Alıntılanan metin:
Erdoğan Arap sokağını kandıramadı: Popülerliği 7 puan düştü

İsrail’e “katil”, Netanyahu’ya “kasap” diyen biri olmasına rağmen Erdoğan, Arap sokağının gözünde Arap liderlerinin yaşadığı popülerlik kaybından kurtulamamış. Bir güvenirlilik, inandırıcılık eksikliği bulunduğu aşikâr. Popülerliği en fazla artan kişi ise İran dini lideri Hamaney.

ÖMER MURAT 16 Aralık 2023 HABER ANALİZ

Hamas’ın 7 Ekim’deki saldırısında 1200 İsrailliyi öldürmesine karşılık İsrail ordusu bugüne kadar Gazze Şeridi’nde çoğu kadın ve çocuklardan oluşan 18 binden fazla insanı katletti, katletmeyi de sürdürüyor. Şeritte yaşayan 2,3 milyon insandan 1,8 milyonu yerlerinden olmuş halde yaşam mücadelesi veriyor. Tüm evlerin yaklaşık yarısı oturulamayacak şekilde hasar gördü. İnsanî dramın çapı her geçen gün büyüyor. İsrail’in verdiği bu orantısız tepkinin Müslüman aleminde, özellikle Arap dünyasında Batı’nın imajını iyice kötüleştireceğinden kuşku duyulmuyordu. Bunun aynı zamanda İsrail’i dizginleyebilmek için hiçbir şey yapamayan mevcut Arap rejimlerinin ve liderlerinin kendi halkları nezdinde de popülerliklerini düşüreceği belliydi.

Alıştırma görevleri:
1. Alıntılanan metindeki "Tüm evlerin yaklaşık yarısı oturulamayacak şekilde hasar gördü." cümlesini İngilizceye çevirin.
2. Alıntılanan metinde adı geçen bütün kişileri sıralayın.
3. Erdoğan'ın Arap sokağındaki popülerliğini ele alan metni son cümlesinin ardından yazarak sürdürün.
Satırların bu çalışmayla hiçbir ilgisi yoktur.

Verilen satırlar:

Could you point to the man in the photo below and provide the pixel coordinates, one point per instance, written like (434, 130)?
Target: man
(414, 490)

==

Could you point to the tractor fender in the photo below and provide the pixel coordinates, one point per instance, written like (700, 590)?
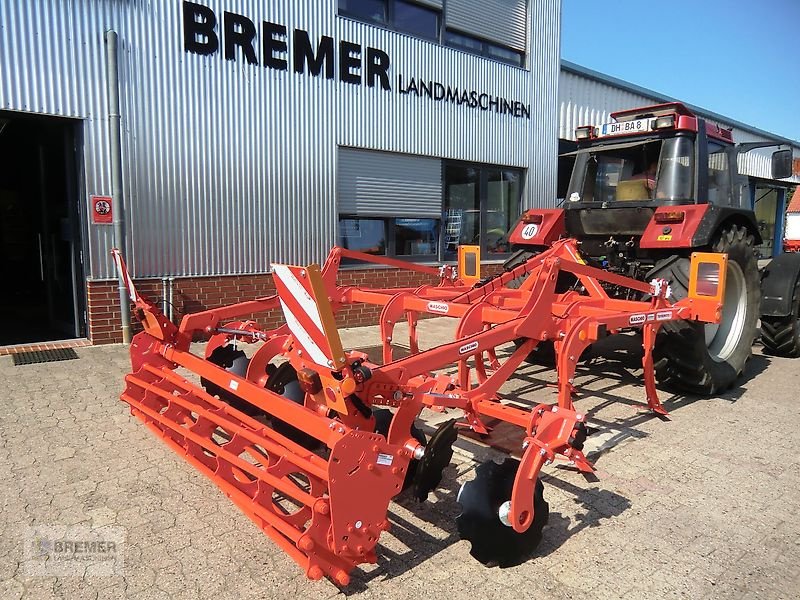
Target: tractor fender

Cevap anahtarı:
1. Nearly half of all homes were damaged to the point of being uninhabitable.

2. Erdoğan, Netanyahu, Hamaney, Ömer Murat

3.
Bugüne kadar duymak istediklerini seslendirme kurnazlığıyla Arap sokağının sempatisini kazanan Erdoğan’a nasıl bakıldığını ise tahmin etmek zordu. 7 Ekim sonrası Ortadoğu masasından açık bir şekilde dışlandığı, hiçbir esamesi okunmadığı görülen AKP lideri o masaya çağrılabilmek için Arap sokağında popülerliğini artırmayı hedefleyen söylemlere yöneldi. Peki bu işe yarıyor muydu? Bu konuda yapılan ilk muteber anket Erdoğan’ın bu kez Arap sokağını “kandıramadığını” ortaya koyuyor.

Arab Barometer adlı araştırma ağı 2006’dan bu yana Arap halklarının nabzını tutmak için Ortadoğu ve Kuzey Afrika’daki ülkelerde kapsamlı saha ve kamuoyu araştırmaları tertipliyor. Bu araştırmalardan birini Tunus’ta gerçekleştirdikleri sırada 7 Ekim saldırısı vukū buluyor. Bu sayede toplumda 7 Ekim öncesi ve sonrası Batı’ya yaklaşımda, Arap ve yabancı liderlerin popülerliğinde ne gibi değişimler yaşandığını ölçme şansına sahip oluyorlar.

Tunus’un kendine has bir özelliği ise şu: Arab Barometer yıllardır yaptığı araştırmalarda Tunus ile tüm Arap kamuoyunun genel yaklaşımlarının birbirine paralel olduğunu keşfetmiş, yani Tunus’taki verilerle Arap kamuoyunun ortalaması birbirine yakın… (Araştırmacıların bunun nedenlerine dair de bazı açıklamaları var ama yazının konusu olmadığı için onlara girmiyorum.)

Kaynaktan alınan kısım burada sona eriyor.